> **Exercise directions**
Look for "For the mapping pass, tag each instance of the low" in the records below, then copy that line and every line after it, exactly and with nothing added.

[Stored dataset items]
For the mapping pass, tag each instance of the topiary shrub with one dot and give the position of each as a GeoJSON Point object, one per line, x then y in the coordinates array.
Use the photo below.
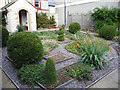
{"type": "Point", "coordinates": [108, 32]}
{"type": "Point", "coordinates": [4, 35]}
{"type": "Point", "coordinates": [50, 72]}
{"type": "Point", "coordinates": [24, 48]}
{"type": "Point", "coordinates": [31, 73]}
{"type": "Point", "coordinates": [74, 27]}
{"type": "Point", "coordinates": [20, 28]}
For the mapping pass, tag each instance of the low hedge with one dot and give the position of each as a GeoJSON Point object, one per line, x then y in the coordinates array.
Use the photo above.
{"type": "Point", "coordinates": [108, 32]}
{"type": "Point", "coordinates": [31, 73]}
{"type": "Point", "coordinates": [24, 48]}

> **Solved exercise**
For the mapping pass, tag each instance of the low hedge with one dot and give the position of each as a GeoJSON Point object, one per line, x then y in the coordinates array.
Use the photo above.
{"type": "Point", "coordinates": [108, 32]}
{"type": "Point", "coordinates": [31, 73]}
{"type": "Point", "coordinates": [24, 48]}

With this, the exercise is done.